Starting at the row that contains "Ground pebble in" and ending at the row that contains "left=341, top=211, right=352, bottom=249", write out those rows again, requests included, and add 7 to every coordinate in the answers.

#### DATA FOR THE TASK ####

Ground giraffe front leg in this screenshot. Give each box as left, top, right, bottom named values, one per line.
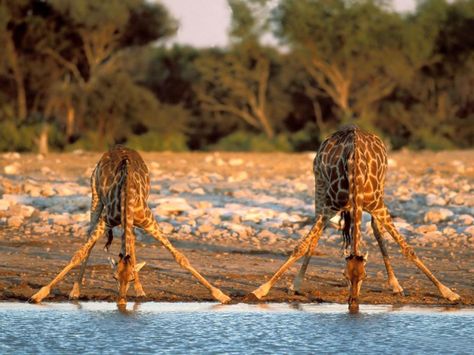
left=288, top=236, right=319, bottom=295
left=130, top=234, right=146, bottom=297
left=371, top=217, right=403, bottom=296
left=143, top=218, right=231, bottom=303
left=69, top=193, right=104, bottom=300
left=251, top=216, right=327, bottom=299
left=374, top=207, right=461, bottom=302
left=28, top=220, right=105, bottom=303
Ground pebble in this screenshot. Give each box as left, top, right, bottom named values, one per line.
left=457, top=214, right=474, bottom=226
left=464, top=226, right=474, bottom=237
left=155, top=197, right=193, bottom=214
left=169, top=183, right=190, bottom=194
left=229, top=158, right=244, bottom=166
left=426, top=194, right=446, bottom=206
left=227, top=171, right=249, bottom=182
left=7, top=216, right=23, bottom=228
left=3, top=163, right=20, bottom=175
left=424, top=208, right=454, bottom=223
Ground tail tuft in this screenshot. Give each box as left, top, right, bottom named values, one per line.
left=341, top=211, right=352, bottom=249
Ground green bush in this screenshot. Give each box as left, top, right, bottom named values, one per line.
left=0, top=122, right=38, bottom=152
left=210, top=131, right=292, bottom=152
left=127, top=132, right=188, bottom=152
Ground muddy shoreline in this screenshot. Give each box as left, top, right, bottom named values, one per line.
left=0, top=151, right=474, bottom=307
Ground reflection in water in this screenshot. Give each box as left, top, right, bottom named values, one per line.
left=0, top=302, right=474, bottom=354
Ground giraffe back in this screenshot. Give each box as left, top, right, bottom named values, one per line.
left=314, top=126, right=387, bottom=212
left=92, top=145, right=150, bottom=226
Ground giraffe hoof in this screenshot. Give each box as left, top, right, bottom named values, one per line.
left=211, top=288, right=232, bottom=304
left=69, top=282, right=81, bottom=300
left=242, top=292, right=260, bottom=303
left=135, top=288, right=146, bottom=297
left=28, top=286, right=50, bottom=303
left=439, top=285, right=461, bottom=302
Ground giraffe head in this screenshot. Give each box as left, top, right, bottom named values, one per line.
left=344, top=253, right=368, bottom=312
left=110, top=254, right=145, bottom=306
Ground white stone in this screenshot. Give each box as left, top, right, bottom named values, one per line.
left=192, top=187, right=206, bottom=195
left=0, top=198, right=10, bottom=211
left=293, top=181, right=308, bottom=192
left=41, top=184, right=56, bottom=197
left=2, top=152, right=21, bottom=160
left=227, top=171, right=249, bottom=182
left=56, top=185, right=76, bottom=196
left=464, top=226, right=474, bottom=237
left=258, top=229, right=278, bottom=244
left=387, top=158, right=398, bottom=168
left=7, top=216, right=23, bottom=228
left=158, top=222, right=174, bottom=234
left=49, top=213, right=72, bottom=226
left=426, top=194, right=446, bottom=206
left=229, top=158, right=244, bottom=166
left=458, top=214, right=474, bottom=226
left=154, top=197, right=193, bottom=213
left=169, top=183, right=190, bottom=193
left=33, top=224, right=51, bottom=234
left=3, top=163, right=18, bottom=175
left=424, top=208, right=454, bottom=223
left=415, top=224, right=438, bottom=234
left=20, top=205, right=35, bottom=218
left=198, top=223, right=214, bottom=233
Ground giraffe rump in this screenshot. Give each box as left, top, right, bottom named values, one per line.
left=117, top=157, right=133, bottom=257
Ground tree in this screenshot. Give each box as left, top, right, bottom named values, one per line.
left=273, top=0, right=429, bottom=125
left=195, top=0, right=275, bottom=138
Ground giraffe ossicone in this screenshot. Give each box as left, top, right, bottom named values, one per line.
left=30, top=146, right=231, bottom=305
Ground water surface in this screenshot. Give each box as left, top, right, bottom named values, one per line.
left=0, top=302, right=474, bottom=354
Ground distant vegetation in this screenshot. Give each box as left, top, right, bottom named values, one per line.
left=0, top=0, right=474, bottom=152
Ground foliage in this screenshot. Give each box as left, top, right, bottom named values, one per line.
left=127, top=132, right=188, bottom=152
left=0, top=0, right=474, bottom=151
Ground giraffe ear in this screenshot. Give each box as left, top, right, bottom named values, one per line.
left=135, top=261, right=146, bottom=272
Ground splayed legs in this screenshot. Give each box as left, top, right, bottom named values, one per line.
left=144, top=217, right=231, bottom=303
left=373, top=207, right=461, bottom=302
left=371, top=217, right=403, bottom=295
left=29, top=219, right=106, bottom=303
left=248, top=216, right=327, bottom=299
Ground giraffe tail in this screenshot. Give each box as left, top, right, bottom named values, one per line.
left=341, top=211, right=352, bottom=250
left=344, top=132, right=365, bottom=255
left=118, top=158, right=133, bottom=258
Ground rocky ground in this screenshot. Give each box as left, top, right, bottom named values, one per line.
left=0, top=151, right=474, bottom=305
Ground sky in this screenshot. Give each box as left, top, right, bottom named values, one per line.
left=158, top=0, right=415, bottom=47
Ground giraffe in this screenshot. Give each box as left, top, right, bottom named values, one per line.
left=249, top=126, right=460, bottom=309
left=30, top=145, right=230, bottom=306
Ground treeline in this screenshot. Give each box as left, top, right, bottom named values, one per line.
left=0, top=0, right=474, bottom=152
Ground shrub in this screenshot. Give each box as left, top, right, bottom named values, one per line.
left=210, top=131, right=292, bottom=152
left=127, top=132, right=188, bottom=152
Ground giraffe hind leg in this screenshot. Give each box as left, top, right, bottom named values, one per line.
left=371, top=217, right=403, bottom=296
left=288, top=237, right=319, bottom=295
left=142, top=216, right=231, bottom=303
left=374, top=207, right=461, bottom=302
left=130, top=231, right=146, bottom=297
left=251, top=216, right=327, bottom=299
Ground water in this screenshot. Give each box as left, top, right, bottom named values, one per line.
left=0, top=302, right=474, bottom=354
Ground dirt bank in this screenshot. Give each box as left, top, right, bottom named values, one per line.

####

» RESULT FOR THIS TASK:
Ground pebble in this screenshot. Give each box as left, top, right, bottom named values, one per line.
left=464, top=221, right=481, bottom=233
left=471, top=233, right=481, bottom=244
left=162, top=204, right=200, bottom=221
left=176, top=190, right=197, bottom=201
left=236, top=165, right=251, bottom=173
left=433, top=201, right=453, bottom=213
left=234, top=178, right=256, bottom=189
left=14, top=223, right=30, bottom=235
left=10, top=170, right=27, bottom=182
left=431, top=215, right=461, bottom=230
Ground tail tuft in this screenshot. Give each box as left, top, right, bottom named values, one per line.
left=348, top=218, right=359, bottom=256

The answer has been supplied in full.